■ Provided text:
:::

The current money system heavily discourages equilibrium formation, which allows disequilibria like the geographical concentration of money to occur, which in turn make it harder to earn money outside of large city hubs with expensive real estate. It is not possible for these homeless people to move away and earn a living on their own, because it would mean distancing themselves from where the jobs are moving towards. However, even if you make jobs available outside of expensive locations, there are still going to be people who need to live in the expensive location for whatever non job related reason. Those still need a solution to densify the existing location so more people can live there. That is why you need to prevent land owners from extracting benefits created by the collective surrounded the plot of land.

Again, the solution is too obvious for anyone to care about it. We can't demonize people, we can only demonize their ability to do bad things and set the incentives up in such a way that "greedy" people and "morally good" people do the same thing.

If you wanted the same answer in short: Demurrage currencies and land value taxes. Too simple to be believable.



> You would need to introduce an equilibrium encouraging money system and prevent the extraction of land rents. Those things are never going to happen, because they are too obvious of a solution.

If these two action items are "never going to happen", as you say, then they are not (part of) a solution. Like the author of the article, you have just started mapping the problem.

> If you wanted the same answer in short: Demurrage currencies and land value taxes. Too simple to be believable.

If things are as simple as you claim, why don't you describe a plan to overcome the obstacles and actually implement the two changes you described?


This is such a lazy argument. You can't write out in this moment how to solve this <insert large problem here> therefore it's too complex to solve.

It's all about incentives. Our society is incentivized to make a few people rich, not to solve these sorts of problems. If we wanted to solve them, we would. But that's not profitable, so it's not "worth" it.

:::

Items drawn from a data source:
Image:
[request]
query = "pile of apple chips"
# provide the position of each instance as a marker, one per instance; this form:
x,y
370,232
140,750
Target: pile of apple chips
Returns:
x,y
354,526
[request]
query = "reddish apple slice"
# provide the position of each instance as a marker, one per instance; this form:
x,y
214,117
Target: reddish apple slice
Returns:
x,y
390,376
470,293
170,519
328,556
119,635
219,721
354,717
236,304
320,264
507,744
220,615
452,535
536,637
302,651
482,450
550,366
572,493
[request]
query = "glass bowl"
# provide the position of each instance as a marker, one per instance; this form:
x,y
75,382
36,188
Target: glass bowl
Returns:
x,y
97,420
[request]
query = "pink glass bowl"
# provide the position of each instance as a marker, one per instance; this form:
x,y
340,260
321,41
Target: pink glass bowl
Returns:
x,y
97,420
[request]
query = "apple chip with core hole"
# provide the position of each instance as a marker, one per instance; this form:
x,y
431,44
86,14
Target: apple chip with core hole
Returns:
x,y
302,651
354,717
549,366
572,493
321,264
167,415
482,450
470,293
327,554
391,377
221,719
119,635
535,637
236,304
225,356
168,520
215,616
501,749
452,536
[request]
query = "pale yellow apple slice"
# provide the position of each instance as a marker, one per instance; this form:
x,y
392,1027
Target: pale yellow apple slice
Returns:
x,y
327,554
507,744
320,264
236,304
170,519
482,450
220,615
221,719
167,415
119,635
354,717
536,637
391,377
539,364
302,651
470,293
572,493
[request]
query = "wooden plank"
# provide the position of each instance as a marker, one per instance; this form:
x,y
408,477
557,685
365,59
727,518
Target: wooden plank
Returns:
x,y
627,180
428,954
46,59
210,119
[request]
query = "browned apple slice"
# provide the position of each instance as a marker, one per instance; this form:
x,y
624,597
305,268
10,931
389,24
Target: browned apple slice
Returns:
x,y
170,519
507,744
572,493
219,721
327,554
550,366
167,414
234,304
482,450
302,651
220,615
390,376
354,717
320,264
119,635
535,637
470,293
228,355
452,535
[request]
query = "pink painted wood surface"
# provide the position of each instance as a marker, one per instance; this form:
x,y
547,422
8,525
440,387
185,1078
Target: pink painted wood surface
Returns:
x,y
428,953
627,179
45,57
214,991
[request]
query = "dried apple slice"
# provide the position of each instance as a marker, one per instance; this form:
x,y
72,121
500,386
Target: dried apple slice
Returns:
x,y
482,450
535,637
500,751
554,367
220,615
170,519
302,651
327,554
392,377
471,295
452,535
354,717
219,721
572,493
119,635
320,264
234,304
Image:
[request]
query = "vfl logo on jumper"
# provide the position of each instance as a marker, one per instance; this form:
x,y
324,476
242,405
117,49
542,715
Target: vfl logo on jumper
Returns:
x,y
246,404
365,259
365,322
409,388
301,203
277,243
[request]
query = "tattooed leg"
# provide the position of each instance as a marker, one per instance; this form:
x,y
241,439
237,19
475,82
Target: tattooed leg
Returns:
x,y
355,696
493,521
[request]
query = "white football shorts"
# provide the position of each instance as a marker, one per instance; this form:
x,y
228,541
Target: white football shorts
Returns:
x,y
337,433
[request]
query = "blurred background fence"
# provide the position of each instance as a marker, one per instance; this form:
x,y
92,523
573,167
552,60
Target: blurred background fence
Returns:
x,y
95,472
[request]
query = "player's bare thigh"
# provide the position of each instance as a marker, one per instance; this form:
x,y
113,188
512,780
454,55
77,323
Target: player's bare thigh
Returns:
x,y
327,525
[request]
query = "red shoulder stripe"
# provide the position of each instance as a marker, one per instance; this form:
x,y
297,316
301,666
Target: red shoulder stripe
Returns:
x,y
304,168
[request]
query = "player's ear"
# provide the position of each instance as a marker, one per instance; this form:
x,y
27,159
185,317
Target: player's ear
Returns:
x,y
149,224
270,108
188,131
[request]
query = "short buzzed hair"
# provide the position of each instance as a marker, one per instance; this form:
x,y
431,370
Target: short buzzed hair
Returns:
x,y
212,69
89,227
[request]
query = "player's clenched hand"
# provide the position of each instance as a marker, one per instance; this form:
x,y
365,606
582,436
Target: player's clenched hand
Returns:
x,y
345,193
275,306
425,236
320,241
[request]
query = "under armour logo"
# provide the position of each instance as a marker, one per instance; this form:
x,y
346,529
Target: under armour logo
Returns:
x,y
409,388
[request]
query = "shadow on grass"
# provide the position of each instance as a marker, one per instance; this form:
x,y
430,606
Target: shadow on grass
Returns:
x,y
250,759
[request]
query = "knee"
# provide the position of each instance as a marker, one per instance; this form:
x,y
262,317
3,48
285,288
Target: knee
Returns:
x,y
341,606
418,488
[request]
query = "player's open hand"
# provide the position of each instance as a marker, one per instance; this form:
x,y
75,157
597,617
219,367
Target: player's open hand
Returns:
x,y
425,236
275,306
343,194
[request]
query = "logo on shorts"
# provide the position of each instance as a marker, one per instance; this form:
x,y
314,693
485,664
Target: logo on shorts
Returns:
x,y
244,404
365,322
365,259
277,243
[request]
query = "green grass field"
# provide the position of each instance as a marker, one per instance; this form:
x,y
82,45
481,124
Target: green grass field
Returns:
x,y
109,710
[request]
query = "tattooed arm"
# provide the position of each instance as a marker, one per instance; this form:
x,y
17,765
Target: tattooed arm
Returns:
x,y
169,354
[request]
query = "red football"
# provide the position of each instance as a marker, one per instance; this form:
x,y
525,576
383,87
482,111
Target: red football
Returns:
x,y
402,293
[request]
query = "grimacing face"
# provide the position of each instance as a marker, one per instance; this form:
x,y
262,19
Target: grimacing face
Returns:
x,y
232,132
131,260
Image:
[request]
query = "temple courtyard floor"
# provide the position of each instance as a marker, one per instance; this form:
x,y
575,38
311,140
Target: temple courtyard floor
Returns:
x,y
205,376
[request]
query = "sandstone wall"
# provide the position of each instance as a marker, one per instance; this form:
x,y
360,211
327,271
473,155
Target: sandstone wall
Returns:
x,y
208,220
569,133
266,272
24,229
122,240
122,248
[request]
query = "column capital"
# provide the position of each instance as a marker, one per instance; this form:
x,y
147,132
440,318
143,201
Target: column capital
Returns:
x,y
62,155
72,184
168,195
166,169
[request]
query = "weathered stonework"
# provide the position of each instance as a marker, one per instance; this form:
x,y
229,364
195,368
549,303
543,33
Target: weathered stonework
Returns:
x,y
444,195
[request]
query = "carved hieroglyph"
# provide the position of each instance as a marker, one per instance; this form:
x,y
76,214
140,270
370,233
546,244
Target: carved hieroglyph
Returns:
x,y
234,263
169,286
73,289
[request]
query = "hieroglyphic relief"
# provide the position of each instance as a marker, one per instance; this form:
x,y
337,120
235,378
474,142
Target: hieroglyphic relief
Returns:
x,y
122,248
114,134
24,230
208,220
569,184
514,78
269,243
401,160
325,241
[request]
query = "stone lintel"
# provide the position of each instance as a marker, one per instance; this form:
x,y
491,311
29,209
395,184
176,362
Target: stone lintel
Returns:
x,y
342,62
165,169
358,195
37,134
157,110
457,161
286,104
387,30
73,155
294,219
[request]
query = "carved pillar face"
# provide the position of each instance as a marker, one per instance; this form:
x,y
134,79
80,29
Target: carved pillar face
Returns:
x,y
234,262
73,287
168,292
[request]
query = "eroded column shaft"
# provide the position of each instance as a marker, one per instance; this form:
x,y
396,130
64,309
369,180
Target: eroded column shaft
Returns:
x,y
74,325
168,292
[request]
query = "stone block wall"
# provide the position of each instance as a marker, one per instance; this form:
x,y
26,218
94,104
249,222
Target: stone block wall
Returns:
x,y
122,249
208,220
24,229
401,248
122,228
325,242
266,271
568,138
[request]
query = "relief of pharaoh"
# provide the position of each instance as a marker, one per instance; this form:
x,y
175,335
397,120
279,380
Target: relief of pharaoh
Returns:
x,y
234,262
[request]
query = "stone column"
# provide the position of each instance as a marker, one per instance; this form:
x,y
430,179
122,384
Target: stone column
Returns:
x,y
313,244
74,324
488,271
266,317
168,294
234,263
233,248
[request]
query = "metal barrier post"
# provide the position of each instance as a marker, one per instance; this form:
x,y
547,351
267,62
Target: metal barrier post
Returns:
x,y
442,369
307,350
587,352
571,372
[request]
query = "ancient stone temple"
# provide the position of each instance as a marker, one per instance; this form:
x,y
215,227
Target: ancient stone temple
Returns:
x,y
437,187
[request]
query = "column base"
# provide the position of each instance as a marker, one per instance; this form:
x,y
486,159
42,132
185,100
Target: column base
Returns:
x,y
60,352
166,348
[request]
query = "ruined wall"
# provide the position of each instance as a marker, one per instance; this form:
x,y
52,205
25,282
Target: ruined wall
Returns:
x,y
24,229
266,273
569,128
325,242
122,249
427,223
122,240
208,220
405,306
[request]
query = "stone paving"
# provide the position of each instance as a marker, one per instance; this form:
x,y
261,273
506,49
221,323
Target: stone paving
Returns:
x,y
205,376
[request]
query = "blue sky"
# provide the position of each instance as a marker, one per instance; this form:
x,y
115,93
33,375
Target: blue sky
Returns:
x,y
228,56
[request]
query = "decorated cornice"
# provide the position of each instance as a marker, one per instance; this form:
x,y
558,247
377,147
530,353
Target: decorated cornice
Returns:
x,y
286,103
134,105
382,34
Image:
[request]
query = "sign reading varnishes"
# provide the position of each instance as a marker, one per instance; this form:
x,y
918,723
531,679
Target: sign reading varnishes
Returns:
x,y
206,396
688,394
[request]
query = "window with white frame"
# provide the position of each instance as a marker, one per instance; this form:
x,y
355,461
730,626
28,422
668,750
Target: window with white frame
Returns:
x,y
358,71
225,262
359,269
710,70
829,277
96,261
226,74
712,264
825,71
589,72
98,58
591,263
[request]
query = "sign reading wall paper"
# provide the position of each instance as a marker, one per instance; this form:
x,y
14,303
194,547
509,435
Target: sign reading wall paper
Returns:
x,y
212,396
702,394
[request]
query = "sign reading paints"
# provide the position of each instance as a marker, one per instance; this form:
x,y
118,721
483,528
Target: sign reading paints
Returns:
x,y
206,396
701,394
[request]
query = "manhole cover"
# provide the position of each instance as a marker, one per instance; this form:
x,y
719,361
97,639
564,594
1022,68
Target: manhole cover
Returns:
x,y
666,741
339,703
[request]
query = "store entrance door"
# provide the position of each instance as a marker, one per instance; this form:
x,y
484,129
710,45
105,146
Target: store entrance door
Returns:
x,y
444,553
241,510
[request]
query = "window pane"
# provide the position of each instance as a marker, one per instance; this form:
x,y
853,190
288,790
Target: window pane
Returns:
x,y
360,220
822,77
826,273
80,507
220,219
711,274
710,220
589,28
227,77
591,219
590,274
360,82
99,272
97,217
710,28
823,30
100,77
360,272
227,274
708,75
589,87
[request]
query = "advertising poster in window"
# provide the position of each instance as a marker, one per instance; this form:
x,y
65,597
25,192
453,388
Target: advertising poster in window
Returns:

:::

■ Problem: Can you carry on the discussion about homelessness, land value taxes, and demurrage currencies, picking up after its final sentence? The listing has no connection to the discussion about land value taxes and demurrage currencies.

■ Answer below:
Humans never had the technological capabilities we have today, which could solve most, if not all, of these problems. But because of our current economic system we rather spend trillions on advertising instead of reducing human suffering.

It's sad to realize that, unlike any other time in history, we as a society choose to not solve these issues.


> This is such a lazy argument. You can't write out in this moment how to solve this <insert large problem here> therefore it's too complex to solve.

I wasn't arguing that the problem is too complex to solve, and in fact I don't see any evidence that it is.

Instead, I am arguing that the replies in this thread who claim that the problem is "simple", "not rocket science" etc. underestimate the problem's complexity, and challenged them to present a solution if they think it is simple.


> This is such a lazy argument. You can't write out in this moment how to solve this <insert large problem here> therefore it's too complex to solve.

Au contraire: not only can he do that, he is (currently) unlikely to be able to do otherwise.

Culture is an extremely powerful force, one that is typically very difficult to detect (culture frowns upon self-criticism, forces the subject to be changed, moderators/experts to step in and enforce the Overton Window to restore order, etc).